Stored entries
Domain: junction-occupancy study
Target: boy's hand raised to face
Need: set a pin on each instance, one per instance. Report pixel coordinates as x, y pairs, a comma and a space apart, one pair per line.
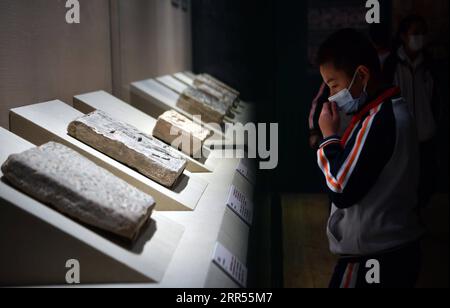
330, 120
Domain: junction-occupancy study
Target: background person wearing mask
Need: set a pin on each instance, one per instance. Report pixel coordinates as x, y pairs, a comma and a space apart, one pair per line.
410, 68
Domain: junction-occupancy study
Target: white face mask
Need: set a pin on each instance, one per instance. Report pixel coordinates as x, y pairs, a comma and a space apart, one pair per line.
345, 100
416, 42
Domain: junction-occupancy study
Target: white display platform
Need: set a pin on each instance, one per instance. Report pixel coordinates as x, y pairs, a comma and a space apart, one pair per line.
48, 121
122, 111
153, 98
37, 241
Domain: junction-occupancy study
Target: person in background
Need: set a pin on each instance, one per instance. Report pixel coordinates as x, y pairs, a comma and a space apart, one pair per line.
381, 40
411, 68
315, 135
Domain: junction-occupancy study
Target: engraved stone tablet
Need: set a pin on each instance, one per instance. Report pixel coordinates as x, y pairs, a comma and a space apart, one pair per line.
76, 187
172, 126
208, 107
129, 146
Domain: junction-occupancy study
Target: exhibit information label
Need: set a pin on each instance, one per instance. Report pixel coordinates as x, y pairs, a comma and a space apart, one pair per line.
230, 264
241, 205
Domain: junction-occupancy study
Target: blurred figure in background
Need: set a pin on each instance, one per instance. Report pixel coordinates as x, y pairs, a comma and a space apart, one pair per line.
411, 68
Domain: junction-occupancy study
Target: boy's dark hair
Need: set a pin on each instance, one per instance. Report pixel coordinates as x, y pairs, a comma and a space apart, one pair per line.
347, 49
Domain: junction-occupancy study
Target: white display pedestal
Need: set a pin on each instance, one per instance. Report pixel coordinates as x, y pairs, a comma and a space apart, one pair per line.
122, 111
37, 241
48, 121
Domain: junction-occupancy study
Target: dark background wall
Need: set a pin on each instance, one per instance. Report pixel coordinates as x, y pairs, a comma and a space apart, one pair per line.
265, 49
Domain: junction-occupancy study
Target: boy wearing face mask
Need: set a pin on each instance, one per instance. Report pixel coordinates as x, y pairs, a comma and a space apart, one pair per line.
410, 68
371, 172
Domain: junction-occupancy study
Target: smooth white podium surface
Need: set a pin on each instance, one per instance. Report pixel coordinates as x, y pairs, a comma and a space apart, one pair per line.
48, 121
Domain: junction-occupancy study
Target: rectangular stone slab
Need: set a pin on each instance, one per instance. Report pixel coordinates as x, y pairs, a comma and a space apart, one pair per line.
208, 107
129, 146
67, 181
229, 98
192, 135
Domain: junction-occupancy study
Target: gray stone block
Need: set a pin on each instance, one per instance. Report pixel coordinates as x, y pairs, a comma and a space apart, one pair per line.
70, 183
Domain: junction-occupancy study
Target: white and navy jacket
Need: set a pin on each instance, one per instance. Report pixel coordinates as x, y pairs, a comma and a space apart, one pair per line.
372, 177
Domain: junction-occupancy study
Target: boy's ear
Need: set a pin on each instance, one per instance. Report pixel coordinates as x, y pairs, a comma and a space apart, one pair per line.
364, 74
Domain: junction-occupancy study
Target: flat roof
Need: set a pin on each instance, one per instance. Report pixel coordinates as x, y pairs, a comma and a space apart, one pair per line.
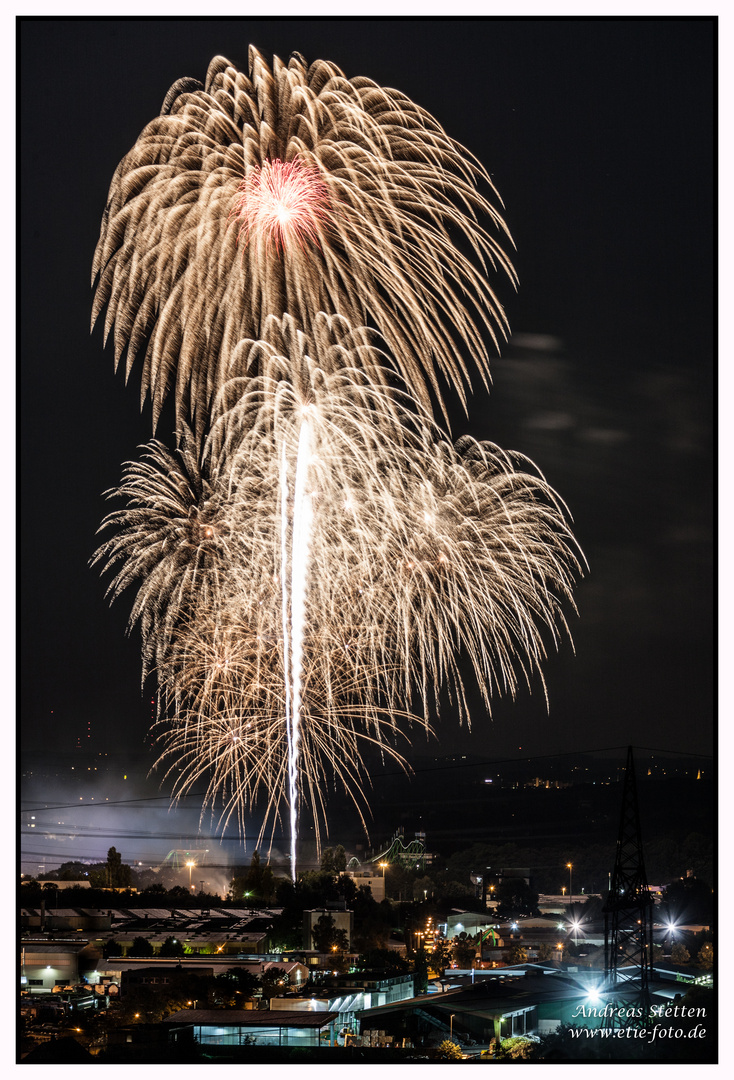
250, 1017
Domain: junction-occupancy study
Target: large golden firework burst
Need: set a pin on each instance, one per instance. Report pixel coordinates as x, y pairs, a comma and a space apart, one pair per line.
419, 553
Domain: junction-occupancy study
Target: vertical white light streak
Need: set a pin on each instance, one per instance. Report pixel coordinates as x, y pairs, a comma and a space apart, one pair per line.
294, 623
286, 621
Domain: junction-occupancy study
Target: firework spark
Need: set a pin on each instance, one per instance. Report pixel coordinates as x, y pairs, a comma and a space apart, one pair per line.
353, 201
283, 203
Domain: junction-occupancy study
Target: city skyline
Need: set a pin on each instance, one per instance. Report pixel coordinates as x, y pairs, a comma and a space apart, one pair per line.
624, 437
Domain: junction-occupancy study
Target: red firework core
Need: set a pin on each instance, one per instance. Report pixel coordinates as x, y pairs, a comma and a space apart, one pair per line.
285, 202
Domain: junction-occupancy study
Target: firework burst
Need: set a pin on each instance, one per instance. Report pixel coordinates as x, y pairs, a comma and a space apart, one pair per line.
353, 201
283, 203
286, 642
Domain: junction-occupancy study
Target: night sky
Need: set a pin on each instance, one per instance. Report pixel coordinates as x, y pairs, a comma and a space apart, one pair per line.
599, 137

--- What is needed ---
Without including the pictures, reproduce all entries exactly.

--- Output for this task ---
Domain: junction-occupancy study
Target: boy's hand raised to face
Need: set a pin on each instance, one per instance. Report pixel coordinates as x, y pairs, a comma and a space apart, one pair per line.
330, 120
Domain: junction-occupancy study
Target: background person wearing mask
Need: set a pin on each instance, one per instance. Report pixel coordinates as x, y pairs, a comma and a space apart, one pair per line.
410, 68
Domain: junction-occupancy study
Target: white face mask
Need: set a pin on each instance, one per instance. Report pixel coordinates as x, y pairs, a comma and a space apart, one pair per line.
345, 100
416, 42
Domain: junction-occupancy study
Target: white display platform
Need: set a pin on each instance, one per instance. Report pixel coordinates as x, y pairs, a comma and a space apart, one pair per line.
48, 121
122, 111
153, 98
37, 241
Domain: junction-occupancy study
Target: person in background
Need: set a pin on each instance, one per instance. Report pixel coordinates as x, y pairs, a comma and a space apart, one pair per line.
381, 40
411, 68
315, 135
Domain: junction-occupancy study
Target: engraved stone tablet
Need: set a pin on each instance, one per instance. Report pixel coordinates as x, y pairs, a comma and a space apart, one pair per line.
76, 187
172, 126
208, 107
129, 146
Domain: junction-occupancy study
Target: exhibit information label
Need: set a pin on each instance, one per instance. Report pixel coordinates as x, y pairs, a comma and a space apart, one pair per line.
230, 264
241, 205
Domain: junction-occupancy study
Target: blurred figure in background
Need: set a pin on each instance, one per instance. Report pixel coordinates as x, y pairs, a comma and a space apart, one pair per line.
411, 68
Domain: junction-occupancy study
Target: boy's dark hair
Need: set a pin on each instance, one per instance. Report pixel coordinates as x, y pairs, a comma and a space apart, one pair per line.
347, 49
Domain: junction-occupancy study
Target: white display pedestal
Need: set a pin on each instance, one per instance. Report pixel coordinates as x, y pairs, a comma and a space apart, one pair per line.
122, 111
37, 241
48, 121
Domain: junction-occupancy study
Target: dark background wall
Need: set a pin on each instance, one per instance. Report pixel coordinates as x, y pairs, a comma and a space apart, one pair per line.
265, 49
Domain: junction-occupancy study
Target: boy wearing face mask
Need: set a pin on each instance, one per instance. Report pixel coordinates as x, y pairs, a comma and a space apart, one pair per line.
410, 68
371, 172
Domain: junction-occupancy study
Target: smooth white podium surface
Need: set a pin on each instance, one per instance. Report pixel coordinates as x, y pairs, a comma and a space apart, one pair per line.
48, 121
Domain: junction-occupancy study
Target: rectangular stone slab
Need: set a pin on each instance, one per instance. Report pixel coordinates as x, y pairs, a comma and a space apart, one pair per line.
208, 107
129, 146
67, 181
229, 98
192, 135
Domain: junction-occupancy study
Target: gray stone block
Need: set a pin on each instance, one per instance. Report pixel coordinates as x, y pairs, a comma and a space apart, one pair per line.
70, 183
Domain: junction-occupancy study
Target: white and navy jacket
Need: set a pin on each instance, one per instance. Report pixel coordinates as x, y pairs, a comma and a space apart, one pair per line.
372, 177
Domain: junction-occupancy study
Target: boy's ear
Need: set a pin on each instance, one per instance. Report pixel coordinates as x, y pairs, a comma and a space apart, one pair per line.
364, 74
Domain: junction-occupancy study
Target: flat roof
Need: set a pin on each instance, one per instance. Report pixel coordinates as x, y pairs, a comma and a space apart, one pair per line.
250, 1017
Domain: junction-occupancy study
Target: large golden firework burst
Need: set a pin on each instance, one per instance. Report pixel coordinates as x, y pairs, a comma and a space apart, one pair per line.
419, 553
Domain: junction-occupancy study
Target: vertical white light streak
Need: set a pin on each instance, one per instance. Report pixel coordinates as x, y pairs, a comma and a space apart, one pair per line.
294, 623
286, 621
Domain: junction-occupancy study
Target: firework spark
Need: set a pin on each instance, one per instance. Report pixel coordinates as x, y pairs, a comma and a space apart, one pair per line.
353, 201
283, 203
Domain: junction-occupancy study
Target: city skyline
Need: set a pin on each instance, one per instance. Report pixel coordinates as x, y pairs, a comma and a space apart, one pair per line.
624, 437
Domain: junction-occupancy study
Target: red firework core
Need: set a pin on each instance, one per instance. Report pixel coordinates as x, y pairs, a comma and a space apart, one pair per line.
285, 202
Domain: junction-occupancy study
Target: firework burst
Need: set a pin on each instance, one per instance. Report pixel coordinates as x, y pairs, a comma and a space apart, one pair per line.
353, 201
283, 203
286, 642
Domain: junction-occupancy study
Target: night sky
Need: set a pin on each instance, one per instance. Report pixel coordinates as x, y pairs, a comma and a space apart, one pair per line.
599, 137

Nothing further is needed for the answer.